▶ **EXERCISE INSTRUCTIONS**: Reproduce every one of the records below verbatim, changing nothing.

[Records from a collection]
• • • •
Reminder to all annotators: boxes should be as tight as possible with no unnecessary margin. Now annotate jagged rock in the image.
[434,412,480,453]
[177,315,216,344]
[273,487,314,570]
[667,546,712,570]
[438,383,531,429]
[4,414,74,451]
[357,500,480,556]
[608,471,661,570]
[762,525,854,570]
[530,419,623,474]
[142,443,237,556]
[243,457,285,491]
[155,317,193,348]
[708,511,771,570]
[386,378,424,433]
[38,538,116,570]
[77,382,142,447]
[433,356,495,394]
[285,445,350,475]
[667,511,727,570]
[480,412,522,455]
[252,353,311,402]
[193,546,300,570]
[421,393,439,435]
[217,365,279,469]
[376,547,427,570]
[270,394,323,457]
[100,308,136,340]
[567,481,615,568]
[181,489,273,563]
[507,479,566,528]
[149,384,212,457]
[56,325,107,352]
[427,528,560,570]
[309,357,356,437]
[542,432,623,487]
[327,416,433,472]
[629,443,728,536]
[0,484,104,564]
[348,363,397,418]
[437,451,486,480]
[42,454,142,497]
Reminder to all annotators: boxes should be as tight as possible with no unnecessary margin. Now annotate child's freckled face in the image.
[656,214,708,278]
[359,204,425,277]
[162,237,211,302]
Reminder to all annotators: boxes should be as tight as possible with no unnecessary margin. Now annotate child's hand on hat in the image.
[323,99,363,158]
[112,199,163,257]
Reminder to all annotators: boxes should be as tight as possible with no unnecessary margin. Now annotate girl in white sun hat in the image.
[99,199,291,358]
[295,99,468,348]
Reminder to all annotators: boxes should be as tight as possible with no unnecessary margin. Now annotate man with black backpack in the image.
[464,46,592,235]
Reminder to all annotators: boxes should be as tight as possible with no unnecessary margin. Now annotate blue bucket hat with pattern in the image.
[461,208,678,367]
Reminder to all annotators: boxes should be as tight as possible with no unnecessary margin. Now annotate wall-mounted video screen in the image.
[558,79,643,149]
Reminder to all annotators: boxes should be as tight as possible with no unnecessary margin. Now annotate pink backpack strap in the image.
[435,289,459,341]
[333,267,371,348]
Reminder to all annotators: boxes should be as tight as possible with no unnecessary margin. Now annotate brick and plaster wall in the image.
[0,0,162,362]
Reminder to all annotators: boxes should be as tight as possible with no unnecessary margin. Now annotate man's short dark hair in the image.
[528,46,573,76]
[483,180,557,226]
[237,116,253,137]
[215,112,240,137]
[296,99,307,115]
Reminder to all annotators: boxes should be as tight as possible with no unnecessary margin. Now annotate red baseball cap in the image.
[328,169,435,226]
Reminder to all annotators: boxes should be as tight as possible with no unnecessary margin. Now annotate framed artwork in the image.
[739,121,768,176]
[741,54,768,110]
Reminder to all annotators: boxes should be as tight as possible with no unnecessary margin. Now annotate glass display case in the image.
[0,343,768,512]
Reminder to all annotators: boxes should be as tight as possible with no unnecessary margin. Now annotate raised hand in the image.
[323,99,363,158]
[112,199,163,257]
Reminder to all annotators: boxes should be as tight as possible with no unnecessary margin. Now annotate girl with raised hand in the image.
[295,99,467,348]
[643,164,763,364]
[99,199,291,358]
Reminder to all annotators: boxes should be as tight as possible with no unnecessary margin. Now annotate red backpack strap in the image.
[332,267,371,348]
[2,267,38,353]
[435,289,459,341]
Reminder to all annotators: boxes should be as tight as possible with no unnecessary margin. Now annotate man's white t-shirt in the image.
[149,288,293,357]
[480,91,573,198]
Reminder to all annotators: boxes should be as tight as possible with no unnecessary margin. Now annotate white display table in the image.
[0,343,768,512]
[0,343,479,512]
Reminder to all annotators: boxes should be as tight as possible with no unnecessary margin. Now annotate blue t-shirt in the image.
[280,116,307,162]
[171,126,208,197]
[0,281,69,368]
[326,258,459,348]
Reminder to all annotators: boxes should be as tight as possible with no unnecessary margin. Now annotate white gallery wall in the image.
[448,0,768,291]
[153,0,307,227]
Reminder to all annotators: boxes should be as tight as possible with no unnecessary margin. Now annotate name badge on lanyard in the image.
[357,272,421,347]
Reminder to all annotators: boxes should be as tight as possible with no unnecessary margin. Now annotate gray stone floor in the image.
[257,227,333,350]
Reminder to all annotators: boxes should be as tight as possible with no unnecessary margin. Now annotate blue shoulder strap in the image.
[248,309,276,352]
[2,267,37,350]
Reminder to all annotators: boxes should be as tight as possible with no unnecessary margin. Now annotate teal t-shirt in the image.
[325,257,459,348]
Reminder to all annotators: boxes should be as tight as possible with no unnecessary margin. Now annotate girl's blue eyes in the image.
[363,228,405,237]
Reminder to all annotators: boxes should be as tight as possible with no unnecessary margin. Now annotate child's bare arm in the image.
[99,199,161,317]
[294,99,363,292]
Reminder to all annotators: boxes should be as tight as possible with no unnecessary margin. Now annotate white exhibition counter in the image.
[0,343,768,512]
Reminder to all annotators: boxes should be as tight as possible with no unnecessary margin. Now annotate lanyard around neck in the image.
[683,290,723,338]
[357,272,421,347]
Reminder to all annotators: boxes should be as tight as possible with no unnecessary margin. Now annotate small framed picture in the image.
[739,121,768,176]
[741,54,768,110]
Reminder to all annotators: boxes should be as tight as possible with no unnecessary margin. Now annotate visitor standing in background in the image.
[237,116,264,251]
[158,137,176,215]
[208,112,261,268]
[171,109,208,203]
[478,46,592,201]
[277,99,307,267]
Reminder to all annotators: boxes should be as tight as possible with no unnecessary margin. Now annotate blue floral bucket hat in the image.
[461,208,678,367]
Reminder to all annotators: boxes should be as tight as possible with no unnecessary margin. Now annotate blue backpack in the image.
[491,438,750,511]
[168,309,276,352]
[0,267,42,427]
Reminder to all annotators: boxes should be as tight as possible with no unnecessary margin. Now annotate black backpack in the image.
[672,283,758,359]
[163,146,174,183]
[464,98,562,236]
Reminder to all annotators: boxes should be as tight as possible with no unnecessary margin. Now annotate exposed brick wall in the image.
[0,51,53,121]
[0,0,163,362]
• • • •
▶ **SOLUTION**:
Reminder to all annotators: boxes should be as tight as possible with no unnecessary margin. Now annotate jagged rock in the image.
[434,412,480,453]
[177,315,216,344]
[273,487,314,570]
[667,546,712,570]
[438,383,531,429]
[4,414,74,451]
[357,500,480,556]
[608,471,661,570]
[762,525,854,570]
[530,419,623,474]
[142,443,237,556]
[243,457,285,491]
[155,317,193,348]
[708,511,771,570]
[386,378,424,433]
[38,538,116,570]
[77,382,142,447]
[433,356,495,394]
[285,445,350,475]
[667,511,727,570]
[480,412,522,455]
[252,353,311,402]
[193,546,300,570]
[421,393,439,435]
[217,365,279,469]
[376,547,427,570]
[270,394,323,457]
[100,308,136,340]
[567,481,615,568]
[181,489,273,563]
[507,479,566,528]
[149,384,212,457]
[56,325,107,352]
[427,528,560,570]
[309,357,356,437]
[542,432,623,487]
[327,416,433,472]
[629,443,728,536]
[0,484,104,564]
[348,363,397,418]
[437,451,486,480]
[42,454,142,497]
Reminder to all annotators: boxes should be as tight as possible with no unnecessary margin. Now annotate child's freckled face in the image.
[656,214,708,278]
[359,204,425,277]
[162,237,211,302]
Reminder to all annotators: boxes should be as tight as possible with no unnecessary margin. Now annotate child's hand on hat in the image.
[323,99,363,158]
[112,199,163,257]
Reminder to all annotators: boxes should be as tight as possible with no unnecessary margin. Now annotate girl in white sun hat in the image.
[99,199,291,358]
[295,99,468,348]
Reminder to all annotators: boxes should be as tight as possible with no unnecessary margin. Now annotate man with black backpack in the image.
[464,46,592,235]
Reminder to all annotators: boxes should be as tight as possible with no unnecessary margin. Now annotate blue bucket hat with pattern in the image.
[461,208,678,367]
Reminder to all annotators: boxes should be as tight as possible with no unnecessary margin. Now annotate wall-mounted video screen in the image.
[558,79,643,149]
Reminder to all annotators: boxes should be as tight as possible with no unnecessary margin. Now annotate pink backpack strap in the image.
[435,289,459,341]
[333,267,371,348]
Reminder to all annotators: boxes should be as tight as possible with no unnecessary margin. Now annotate brick and plaster wall in the image.
[0,0,162,362]
Reminder to all annotators: boxes should be as tight as possible with no unnecessary margin. Now annotate man's short dark hair in the image.
[528,46,573,76]
[483,180,557,226]
[237,116,253,137]
[215,112,240,137]
[296,99,307,115]
Reminder to all annotators: boxes should be as tight as possible with no unnecessary margin. Now annotate red baseball cap in the image.
[328,169,435,226]
Reminder to all annotators: boxes should be as tight as possible with no unnecessary margin. Now annotate framed artwork in the image.
[739,121,768,176]
[741,54,768,110]
Reminder to all annotators: boxes should be as tight as possible with no unnecessary margin. Now annotate glass display case in the image.
[0,343,768,512]
Reminder to all annotators: boxes should be as tight as possible with no unnecessary margin. Now annotate raised hand in the image.
[323,99,363,158]
[112,199,163,257]
Reminder to all annotators: boxes should be as tight as possible with no unnecessary margin. Now annotate girl with raised hand in the image.
[295,99,467,348]
[643,164,763,364]
[99,199,291,358]
Reminder to all annotators: boxes should be as tight as possible with no unnecessary margin. Now annotate red backpack strap in the image.
[332,267,371,348]
[2,267,38,353]
[435,289,459,341]
Reminder to all annotators: boxes should be as tight as possible with no unnecessary margin. Now annotate man's white t-shirt in the image.
[149,288,293,357]
[480,91,573,198]
Reminder to all annotators: boxes should be as tight as possible with no unnecessary margin. Now annotate white display table in the image.
[0,343,768,512]
[0,343,479,512]
Reminder to all annotators: boxes should be as tight as possible with no unnecessary margin. Now annotate blue t-shirt in the image.
[280,116,307,162]
[171,126,208,197]
[0,281,69,368]
[326,258,459,348]
Reminder to all annotators: boxes should be as tight as possible with no unnecessary margin. Now annotate white gallery wall in the image.
[448,0,768,291]
[153,0,307,227]
Reminder to all annotators: boxes should be as tight as possible with no unnecessary margin. Now annotate name badge on lanyard in the image.
[357,272,421,347]
Reminder to all annotators: boxes should be as tight as possible with no unnecessary margin. Now annotate gray stone floor in the image.
[257,227,333,350]
Reminder to all annotators: boxes should be as tight as possible with no unnecessary margin. Now annotate blue shoulder strap in the image.
[248,309,276,352]
[2,267,37,350]
Reminder to all annotators: boxes should be as tight as possible with no unnecessary margin. Now annotate teal t-shirt in the image.
[325,257,459,348]
Reminder to all annotators: boxes should be as tight as possible with no unnecessary margin. Now annotate girl's blue eyes in the image.
[363,228,405,237]
Reminder to all annotators: boxes should be as tight as possible with no unnecessary margin. Now annotate child's bare arm in the image.
[99,199,161,317]
[294,99,363,292]
Reminder to all annotators: boxes should be as tight as possible with no unnecessary margin. Now annotate white exhibition counter in the image.
[0,343,768,512]
Reminder to all annotators: boxes should be as tight as possible with no unnecessary margin. Now annotate lanyard around neck in the image.
[683,290,723,338]
[357,272,421,347]
Reminder to all annotators: boxes should be as tight as possible with no unnecessary margin. Now annotate small framed picture in the image.
[739,121,768,176]
[741,54,768,110]
Reminder to all annotators: boxes should be as tight as possible with no unnecessary margin. Now annotate visitor standing in background in the image.
[237,116,264,251]
[158,137,176,215]
[208,112,261,268]
[171,109,208,203]
[478,46,592,201]
[277,99,307,267]
Reminder to all annotators: boxes should be as tight as possible with no unnecessary margin. Now annotate blue floral bucket hat in the image.
[461,208,678,367]
Reminder to all annotators: boxes should be as tight as possible with no unnecessary margin. Now annotate blue backpack in the image.
[491,438,750,511]
[168,309,276,352]
[0,267,42,427]
Reminder to all annotators: boxes should be as tight as possible with no unnecessary margin. Now annotate black backpack in the image.
[672,283,758,359]
[163,146,174,183]
[464,98,562,236]
Reminder to all annotators: boxes should be as tight as possible with no unnecessary margin. Now annotate exposed brick wall in the image.
[0,51,53,121]
[0,0,163,362]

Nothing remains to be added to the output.